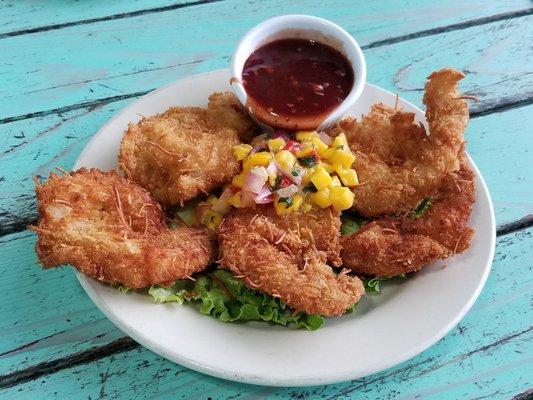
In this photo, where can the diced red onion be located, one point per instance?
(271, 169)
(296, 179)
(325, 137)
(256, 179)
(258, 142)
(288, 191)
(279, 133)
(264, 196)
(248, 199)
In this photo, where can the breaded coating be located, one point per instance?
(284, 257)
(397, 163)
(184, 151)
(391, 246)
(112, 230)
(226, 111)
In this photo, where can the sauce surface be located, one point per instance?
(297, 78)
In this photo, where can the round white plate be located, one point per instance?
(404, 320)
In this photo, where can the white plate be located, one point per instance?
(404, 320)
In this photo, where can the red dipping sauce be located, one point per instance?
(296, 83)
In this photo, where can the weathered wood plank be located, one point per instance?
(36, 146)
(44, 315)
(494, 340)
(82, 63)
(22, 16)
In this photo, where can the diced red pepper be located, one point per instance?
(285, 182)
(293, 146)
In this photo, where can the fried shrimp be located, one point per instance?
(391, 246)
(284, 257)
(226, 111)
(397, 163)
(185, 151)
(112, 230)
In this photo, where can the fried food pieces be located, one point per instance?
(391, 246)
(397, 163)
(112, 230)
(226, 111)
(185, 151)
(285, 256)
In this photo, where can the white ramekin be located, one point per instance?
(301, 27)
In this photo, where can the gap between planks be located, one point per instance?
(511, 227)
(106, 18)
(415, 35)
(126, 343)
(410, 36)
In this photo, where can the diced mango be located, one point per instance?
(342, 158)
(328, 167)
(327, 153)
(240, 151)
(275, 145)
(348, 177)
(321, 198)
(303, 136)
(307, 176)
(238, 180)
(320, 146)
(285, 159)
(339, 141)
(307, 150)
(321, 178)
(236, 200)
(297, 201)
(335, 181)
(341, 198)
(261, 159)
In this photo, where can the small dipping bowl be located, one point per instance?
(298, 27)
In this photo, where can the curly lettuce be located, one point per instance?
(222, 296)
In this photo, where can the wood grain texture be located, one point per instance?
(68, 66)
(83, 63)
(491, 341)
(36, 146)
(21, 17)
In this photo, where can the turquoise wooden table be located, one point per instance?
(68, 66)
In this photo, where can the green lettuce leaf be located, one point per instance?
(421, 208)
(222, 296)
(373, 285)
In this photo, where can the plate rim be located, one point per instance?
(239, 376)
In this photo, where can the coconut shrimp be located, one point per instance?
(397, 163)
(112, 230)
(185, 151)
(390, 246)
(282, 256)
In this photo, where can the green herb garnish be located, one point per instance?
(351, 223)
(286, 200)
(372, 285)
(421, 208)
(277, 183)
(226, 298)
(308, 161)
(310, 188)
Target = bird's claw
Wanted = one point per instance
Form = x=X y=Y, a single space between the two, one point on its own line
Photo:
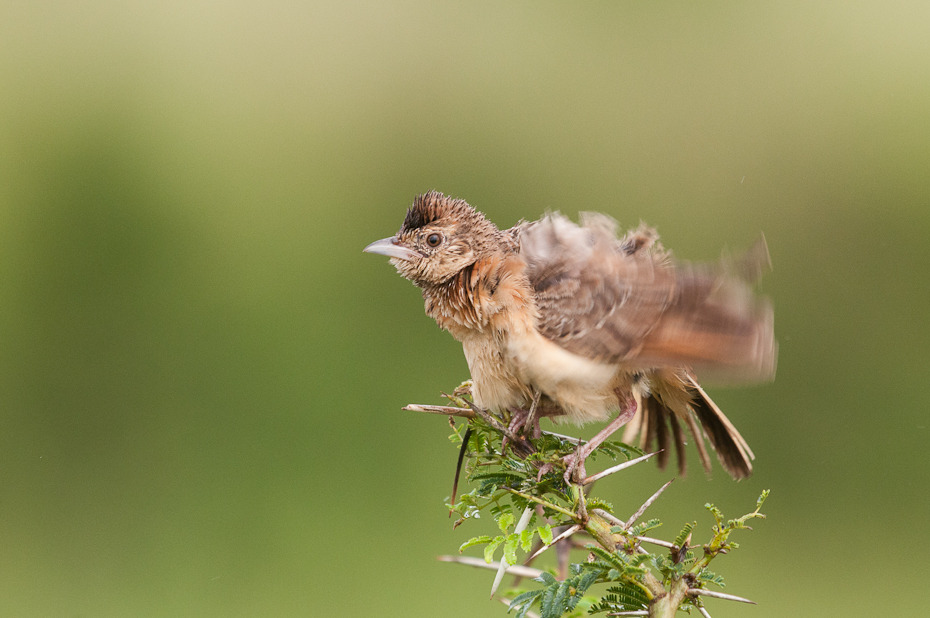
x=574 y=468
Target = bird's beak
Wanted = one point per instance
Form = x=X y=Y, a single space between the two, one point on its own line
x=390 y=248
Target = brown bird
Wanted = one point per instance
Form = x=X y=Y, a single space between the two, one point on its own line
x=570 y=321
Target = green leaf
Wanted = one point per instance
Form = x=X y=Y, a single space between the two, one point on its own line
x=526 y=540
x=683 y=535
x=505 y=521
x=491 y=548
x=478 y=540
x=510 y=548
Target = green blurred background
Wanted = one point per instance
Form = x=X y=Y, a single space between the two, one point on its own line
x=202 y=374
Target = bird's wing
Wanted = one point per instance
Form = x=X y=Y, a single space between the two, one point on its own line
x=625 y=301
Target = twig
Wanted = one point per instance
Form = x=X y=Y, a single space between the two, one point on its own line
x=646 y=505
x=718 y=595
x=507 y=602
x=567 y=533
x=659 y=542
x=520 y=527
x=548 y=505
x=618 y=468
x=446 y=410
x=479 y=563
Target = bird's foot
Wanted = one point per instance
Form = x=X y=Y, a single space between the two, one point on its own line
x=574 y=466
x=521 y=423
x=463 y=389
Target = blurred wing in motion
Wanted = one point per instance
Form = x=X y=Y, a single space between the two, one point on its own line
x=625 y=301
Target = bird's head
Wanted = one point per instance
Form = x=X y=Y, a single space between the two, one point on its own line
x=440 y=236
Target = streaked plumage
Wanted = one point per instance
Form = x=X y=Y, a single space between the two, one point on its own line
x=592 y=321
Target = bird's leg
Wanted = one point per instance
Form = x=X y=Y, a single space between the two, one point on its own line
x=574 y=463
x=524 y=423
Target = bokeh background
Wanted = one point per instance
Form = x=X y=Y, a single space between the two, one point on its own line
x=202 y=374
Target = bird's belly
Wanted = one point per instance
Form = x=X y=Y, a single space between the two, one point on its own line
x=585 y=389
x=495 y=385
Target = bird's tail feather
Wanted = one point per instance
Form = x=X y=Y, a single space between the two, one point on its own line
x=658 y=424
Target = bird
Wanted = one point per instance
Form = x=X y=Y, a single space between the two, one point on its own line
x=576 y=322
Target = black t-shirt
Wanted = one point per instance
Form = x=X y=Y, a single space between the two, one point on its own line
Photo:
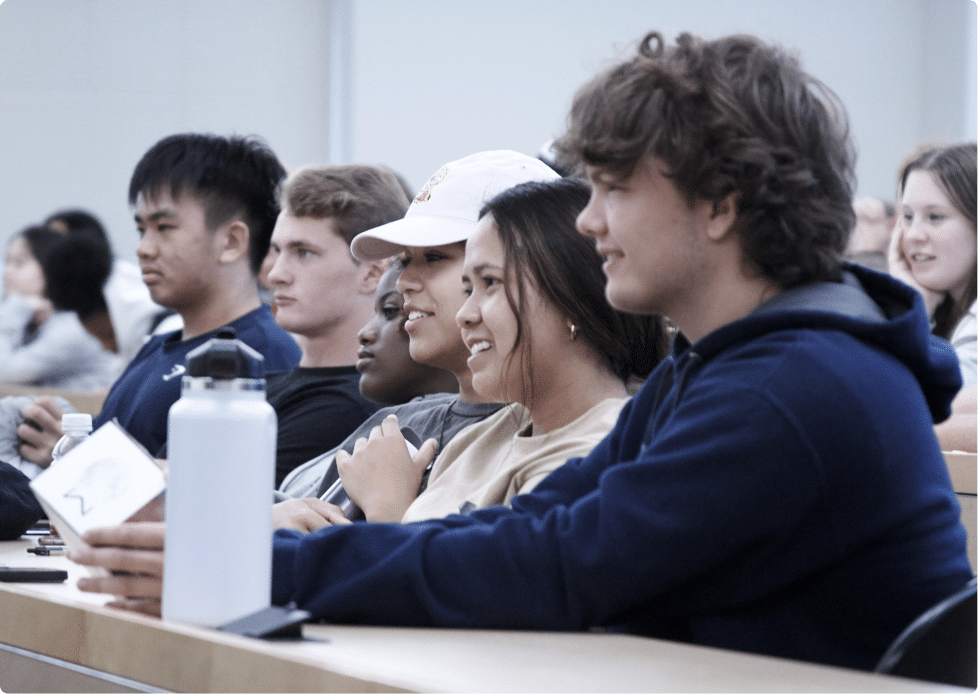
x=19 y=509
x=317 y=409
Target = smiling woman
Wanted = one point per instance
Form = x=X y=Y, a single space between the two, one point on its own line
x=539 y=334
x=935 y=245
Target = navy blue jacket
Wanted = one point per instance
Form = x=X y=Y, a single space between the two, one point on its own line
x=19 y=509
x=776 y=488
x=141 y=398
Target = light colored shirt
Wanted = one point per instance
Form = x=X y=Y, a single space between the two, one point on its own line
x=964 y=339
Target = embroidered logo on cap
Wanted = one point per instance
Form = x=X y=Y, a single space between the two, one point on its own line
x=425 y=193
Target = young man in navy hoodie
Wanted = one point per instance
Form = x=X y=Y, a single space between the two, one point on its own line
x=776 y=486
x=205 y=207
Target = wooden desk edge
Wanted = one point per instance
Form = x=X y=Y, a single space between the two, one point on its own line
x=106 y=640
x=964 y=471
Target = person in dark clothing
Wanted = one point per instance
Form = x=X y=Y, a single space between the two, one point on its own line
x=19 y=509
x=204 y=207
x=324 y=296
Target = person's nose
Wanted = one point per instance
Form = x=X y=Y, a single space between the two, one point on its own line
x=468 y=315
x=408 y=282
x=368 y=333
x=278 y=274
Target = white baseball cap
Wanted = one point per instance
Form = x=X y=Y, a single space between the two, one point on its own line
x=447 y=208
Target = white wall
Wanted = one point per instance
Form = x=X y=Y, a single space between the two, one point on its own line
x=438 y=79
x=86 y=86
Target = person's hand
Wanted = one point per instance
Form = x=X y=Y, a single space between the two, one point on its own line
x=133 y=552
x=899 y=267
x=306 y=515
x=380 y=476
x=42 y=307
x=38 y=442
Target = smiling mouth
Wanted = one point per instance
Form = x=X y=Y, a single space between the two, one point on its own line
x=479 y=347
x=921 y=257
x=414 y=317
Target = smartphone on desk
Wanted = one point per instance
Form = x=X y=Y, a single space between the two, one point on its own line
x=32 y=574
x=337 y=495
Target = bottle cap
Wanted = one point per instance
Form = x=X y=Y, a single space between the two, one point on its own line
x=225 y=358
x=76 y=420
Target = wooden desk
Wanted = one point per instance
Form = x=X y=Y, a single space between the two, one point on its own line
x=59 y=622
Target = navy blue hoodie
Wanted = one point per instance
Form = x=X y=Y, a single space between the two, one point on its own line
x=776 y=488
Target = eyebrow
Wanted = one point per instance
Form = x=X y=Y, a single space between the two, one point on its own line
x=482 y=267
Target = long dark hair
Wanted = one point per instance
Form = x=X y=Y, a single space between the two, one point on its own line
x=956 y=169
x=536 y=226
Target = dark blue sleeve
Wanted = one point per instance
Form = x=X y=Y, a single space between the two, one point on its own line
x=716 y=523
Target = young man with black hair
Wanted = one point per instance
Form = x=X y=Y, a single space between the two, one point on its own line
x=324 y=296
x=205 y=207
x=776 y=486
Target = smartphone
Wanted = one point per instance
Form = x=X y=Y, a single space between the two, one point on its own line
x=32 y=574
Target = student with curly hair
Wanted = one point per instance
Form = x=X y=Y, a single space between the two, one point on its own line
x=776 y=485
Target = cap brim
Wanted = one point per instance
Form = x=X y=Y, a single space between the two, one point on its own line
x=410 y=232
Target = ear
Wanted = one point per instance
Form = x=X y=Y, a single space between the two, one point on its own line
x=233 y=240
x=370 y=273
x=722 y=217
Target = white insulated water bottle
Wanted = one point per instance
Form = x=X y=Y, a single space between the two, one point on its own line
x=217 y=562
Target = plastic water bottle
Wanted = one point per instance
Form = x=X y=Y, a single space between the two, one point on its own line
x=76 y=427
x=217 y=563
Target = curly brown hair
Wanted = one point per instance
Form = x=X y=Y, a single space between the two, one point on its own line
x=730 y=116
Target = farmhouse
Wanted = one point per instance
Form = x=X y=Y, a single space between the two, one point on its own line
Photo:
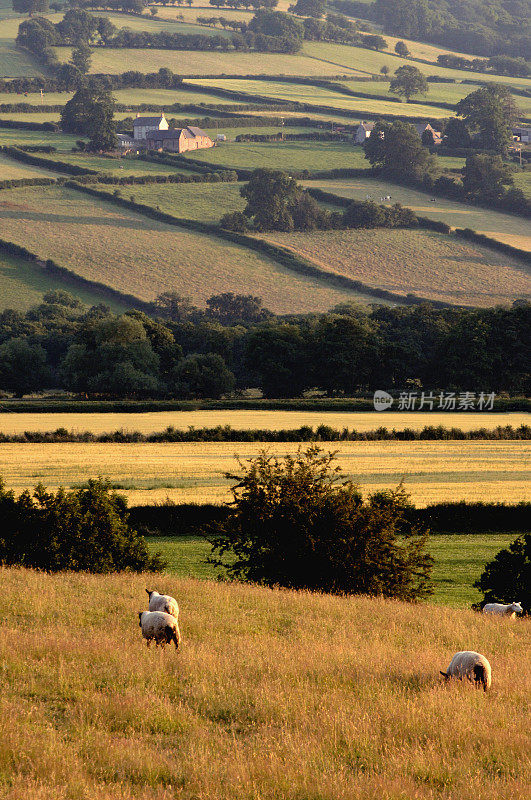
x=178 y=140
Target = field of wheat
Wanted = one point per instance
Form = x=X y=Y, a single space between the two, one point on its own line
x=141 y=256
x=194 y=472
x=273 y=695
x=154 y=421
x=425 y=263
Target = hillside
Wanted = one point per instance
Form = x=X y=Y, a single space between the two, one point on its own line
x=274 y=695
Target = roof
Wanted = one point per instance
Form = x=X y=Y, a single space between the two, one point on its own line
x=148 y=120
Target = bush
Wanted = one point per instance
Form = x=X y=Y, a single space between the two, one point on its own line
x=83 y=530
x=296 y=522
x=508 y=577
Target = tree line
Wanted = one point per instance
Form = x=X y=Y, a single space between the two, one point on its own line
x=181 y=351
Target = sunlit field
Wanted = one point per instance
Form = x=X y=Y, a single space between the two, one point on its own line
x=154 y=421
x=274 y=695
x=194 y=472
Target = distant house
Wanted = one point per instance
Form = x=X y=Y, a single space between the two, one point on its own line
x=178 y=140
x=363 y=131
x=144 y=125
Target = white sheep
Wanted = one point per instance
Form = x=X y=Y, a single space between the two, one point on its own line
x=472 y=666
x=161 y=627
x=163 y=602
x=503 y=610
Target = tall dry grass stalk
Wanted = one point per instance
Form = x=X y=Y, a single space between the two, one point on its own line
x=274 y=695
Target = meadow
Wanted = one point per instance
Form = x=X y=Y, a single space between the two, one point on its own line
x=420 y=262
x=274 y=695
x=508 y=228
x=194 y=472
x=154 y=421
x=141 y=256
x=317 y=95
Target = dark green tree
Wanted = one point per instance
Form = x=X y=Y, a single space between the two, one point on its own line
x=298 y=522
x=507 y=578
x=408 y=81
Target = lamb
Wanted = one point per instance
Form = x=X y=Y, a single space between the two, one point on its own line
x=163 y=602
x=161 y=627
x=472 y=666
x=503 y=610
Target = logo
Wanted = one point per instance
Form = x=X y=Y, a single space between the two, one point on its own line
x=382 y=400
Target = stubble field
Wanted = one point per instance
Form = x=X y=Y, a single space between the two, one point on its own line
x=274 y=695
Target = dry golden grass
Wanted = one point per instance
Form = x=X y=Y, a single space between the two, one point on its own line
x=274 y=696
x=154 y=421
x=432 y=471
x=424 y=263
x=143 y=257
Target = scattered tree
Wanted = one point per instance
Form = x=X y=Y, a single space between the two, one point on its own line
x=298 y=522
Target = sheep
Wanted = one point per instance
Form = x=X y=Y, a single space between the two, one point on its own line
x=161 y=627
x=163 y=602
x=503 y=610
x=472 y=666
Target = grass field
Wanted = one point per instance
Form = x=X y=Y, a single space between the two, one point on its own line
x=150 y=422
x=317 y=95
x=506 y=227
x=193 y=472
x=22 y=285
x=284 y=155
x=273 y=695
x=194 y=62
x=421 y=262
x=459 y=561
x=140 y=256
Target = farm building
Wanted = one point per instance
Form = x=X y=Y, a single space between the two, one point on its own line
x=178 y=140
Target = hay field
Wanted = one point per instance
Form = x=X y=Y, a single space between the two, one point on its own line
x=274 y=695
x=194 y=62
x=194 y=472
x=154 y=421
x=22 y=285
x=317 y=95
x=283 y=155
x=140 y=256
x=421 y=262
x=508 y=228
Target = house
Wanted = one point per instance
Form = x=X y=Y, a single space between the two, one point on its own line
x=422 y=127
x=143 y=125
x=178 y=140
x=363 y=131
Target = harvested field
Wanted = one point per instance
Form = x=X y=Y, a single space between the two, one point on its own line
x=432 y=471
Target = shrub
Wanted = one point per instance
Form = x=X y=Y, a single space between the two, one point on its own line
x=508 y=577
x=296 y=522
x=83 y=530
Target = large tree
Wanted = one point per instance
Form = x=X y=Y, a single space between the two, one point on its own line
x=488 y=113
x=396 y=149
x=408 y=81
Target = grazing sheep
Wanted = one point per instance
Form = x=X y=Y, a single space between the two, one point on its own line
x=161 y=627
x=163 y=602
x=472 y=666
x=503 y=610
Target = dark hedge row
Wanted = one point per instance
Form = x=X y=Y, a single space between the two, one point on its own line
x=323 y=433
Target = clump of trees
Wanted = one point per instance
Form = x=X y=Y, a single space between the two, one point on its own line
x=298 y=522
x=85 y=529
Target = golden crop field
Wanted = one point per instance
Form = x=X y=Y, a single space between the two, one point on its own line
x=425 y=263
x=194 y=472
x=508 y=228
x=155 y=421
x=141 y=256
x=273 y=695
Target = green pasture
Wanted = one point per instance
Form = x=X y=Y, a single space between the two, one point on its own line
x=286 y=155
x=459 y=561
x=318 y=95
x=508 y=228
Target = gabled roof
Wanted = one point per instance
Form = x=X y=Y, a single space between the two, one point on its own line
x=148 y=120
────────────────
[What the task requires]: Convert the records between the lines holding "Target = twig" and "x=440 y=236", inclusive, into a two-column CSV with the columns input and output. Give one row per record, with its text under input and its answer under output, each in a single quoted field with line breaks replaced by spaces.

[Answer to the problem]:
input,output
"Target = twig Wanted = one point per instance Form = x=X y=Y, a single space between the two, one point on its own line","x=646 y=505 x=718 y=595 x=507 y=602 x=567 y=533 x=659 y=542 x=520 y=527 x=548 y=505 x=618 y=468 x=446 y=410 x=479 y=563"
"Target = bird's foot Wanted = one point per instance Form = x=X y=Y, a single space between the two, one point on its own line","x=574 y=466 x=521 y=423 x=463 y=389"
"Target = blurred wing in motion Wanted = one point per instance Form = x=X y=Y, a single space between the two, one point on its own line","x=625 y=301"
"Target = bird's head Wanted = one point per instance Form = x=X y=Y, a single space between the two, one point on its own line","x=440 y=236"